> **TEXTE CITÉ**
+ + +
Je crois à la diffusion de masse lorsqu’il y a un parti de masse. […] Le cinéma est un instrument de parti et nous nous trouvons dans un pays où le parti révolutionnaire est loin d’exister […]. Donc la diffusion de milliers de copies d’un film militant ne fera pas avancer d’une seconde la révolution. Les seuls films que les prolétaires acceptent vraiment aujourd’hui, c’est toujours le Potemkine et Le Sel de la terre : ce sont les seuls qui les touchent profondément, le film d’un bourgeois emporté par la révolution et celui d’un libéral américain. Ces films étaient portés par un mouvement de masse et le prolétaire se reconnaît dedans. Mais en même temps c’est un vieux chassepot qu’on lui donne…

Quelques années avant « mai 68 », dans les fragments d’un « Journal » qu’il publie dans les Cahiers, Godard avait exprimé son intérêt pour les dizaines de volumes (sic) des écrits d’Eisenstein qu’il a vus chez Nella Bielsky, alors l’épouse de Michel Cournot : « Qu’attend-on pour les traduire ? », s’insurge-t-il 7.

C’est ce que feront effectivement les Cahiers à partir de 1969 qui entreprennent de faire traduire à Jean Schnitzer (qui travaille à Sovexport-film) et son épouse Luda, spécialiste de Vélimir Khlebnikov 8, une partie des Œuvres choisies en cinq volumes en cours de publication en URSS depuis 1964 — en quinze livraisons étalées sur trois ans (n° 209 à 225).

Mais pour Godard, il est alors trop tard… Son engagement maoïste l’a conduit, on vient de le voir, à récuser le « révisionniste » Eisenstein au profit du « révolutionnaire » Vertov lequel, en refusant le cinéma joué (facticité), la fiction (mensonge), en mettant en scène les appareils de prise de vue et la table de montage (exhibition des moyens de production) introduit une approche matérialiste qui coïncide avec la position à laquelle est venue Godard dans sa propre démarche (via Brecht et le « formalisme » littéraire). « L’image n’est pas le reflet de la réalité mais le réel de ce reflet » est-il dit dans La Chinoise et cette formule est reprise à l’occasion de British Sounds :

On reprend au début la phrase de Marx : “En un mot la bourgeoisie crée un monde à son image. Mais alors, camarades, détruisons cette image”. La bourgeoisie crée un monde à son image, mais elle crée aussi une image à son monde. Elle crée l’image de ce monde qu’elle appelle reflet du réel. La photographie n’est pas le reflet du réel, elle est le réel de cette réflexion9.
+ + +
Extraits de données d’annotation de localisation

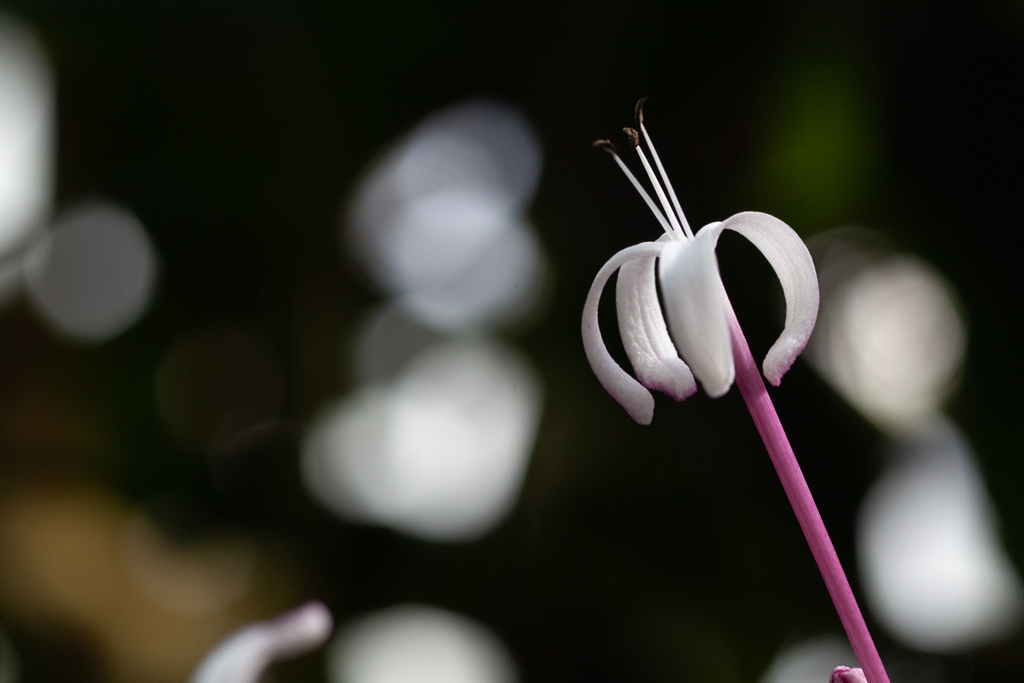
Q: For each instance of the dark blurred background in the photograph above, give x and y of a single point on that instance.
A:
(237, 133)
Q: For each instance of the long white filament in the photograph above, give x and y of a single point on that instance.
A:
(668, 183)
(643, 193)
(659, 190)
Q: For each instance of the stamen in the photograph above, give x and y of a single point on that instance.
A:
(635, 139)
(660, 168)
(610, 148)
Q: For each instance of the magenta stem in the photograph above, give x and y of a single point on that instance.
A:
(752, 387)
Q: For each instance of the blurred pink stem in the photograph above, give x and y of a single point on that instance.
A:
(752, 387)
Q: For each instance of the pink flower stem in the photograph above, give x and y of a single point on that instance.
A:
(752, 387)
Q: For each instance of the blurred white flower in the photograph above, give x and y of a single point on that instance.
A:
(810, 660)
(440, 454)
(244, 655)
(418, 644)
(93, 275)
(890, 337)
(439, 221)
(27, 123)
(933, 565)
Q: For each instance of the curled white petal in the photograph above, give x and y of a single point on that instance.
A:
(243, 655)
(788, 256)
(694, 301)
(629, 392)
(645, 336)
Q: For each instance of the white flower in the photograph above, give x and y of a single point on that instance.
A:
(697, 309)
(244, 655)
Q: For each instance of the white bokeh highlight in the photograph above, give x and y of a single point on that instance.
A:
(933, 566)
(93, 274)
(810, 660)
(418, 644)
(27, 132)
(439, 220)
(438, 454)
(889, 338)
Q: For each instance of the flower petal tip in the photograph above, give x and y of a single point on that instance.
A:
(779, 358)
(847, 675)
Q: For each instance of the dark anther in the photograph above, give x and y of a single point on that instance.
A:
(638, 112)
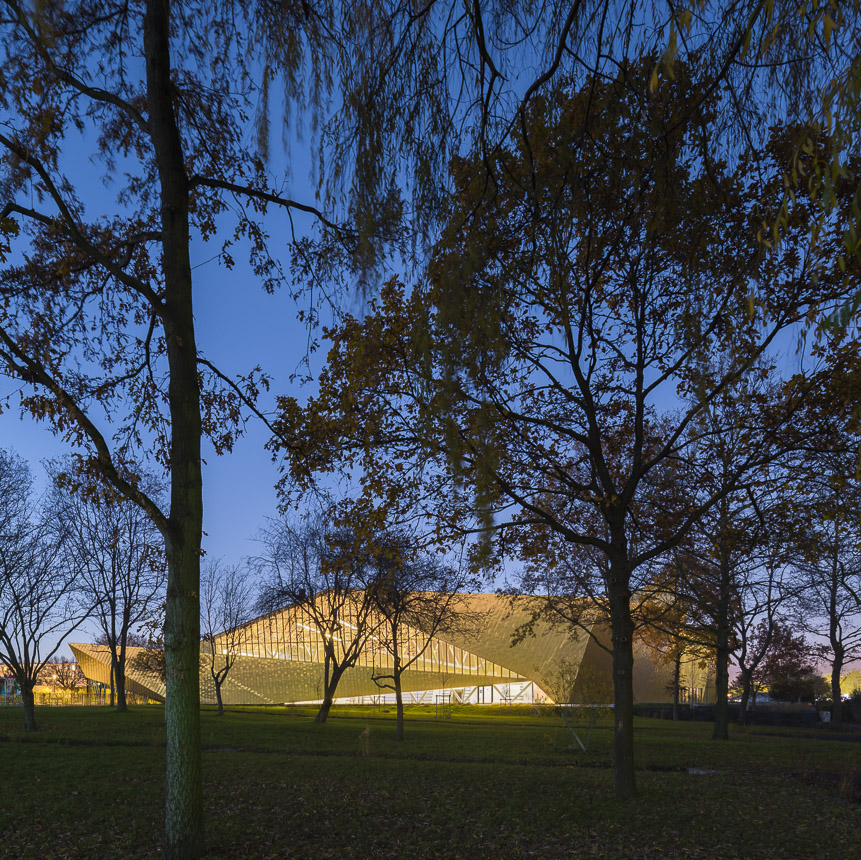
+ + +
> **EXERCICES PROPOSÉS**
(A) Restituez le passage du texte sur Godard compris entre « Quelques années avant » et « (n° 209 à 225). », bornes incluses.
(B) D’après le texte sur Godard, à partir de quelle année les Cahiers entreprennent-ils de faire traduire une partie des Œuvres choisies d’Eisenstein ?
(C) Selon le texte sur Godard, pourquoi la diffusion de milliers de copies d’un film militant ne ferait-elle pas avancer la révolution ? Répondez en une à trois phrases.
Ces entrées proviennent d’une autre source.

> **RÉPONSES PAR EXERCICE**
(A)
Quelques années avant « mai 68 », dans les fragments d’un « Journal » qu’il publie dans les Cahiers, Godard avait exprimé son intérêt pour les dizaines de volumes (sic) des écrits d’Eisenstein qu’il a vus chez Nella Bielsky, alors l’épouse de Michel Cournot : « Qu’attend-on pour les traduire ? », s’insurge-t-il 7.

C’est ce que feront effectivement les Cahiers à partir de 1969 qui entreprennent de faire traduire à Jean Schnitzer (qui travaille à Sovexport-film) et son épouse Luda, spécialiste de Vélimir Khlebnikov 8, une partie des Œuvres choisies en cinq volumes en cours de publication en URSS depuis 1964 — en quinze livraisons étalées sur trois ans (n° 209 à 225).

(B) À partir de 1969.

(C) Le cinéma est un instrument de parti, et la diffusion de masse n’a de sens que s’il existe un parti de masse. Or, dans le pays en question, le parti révolutionnaire est loin d’exister.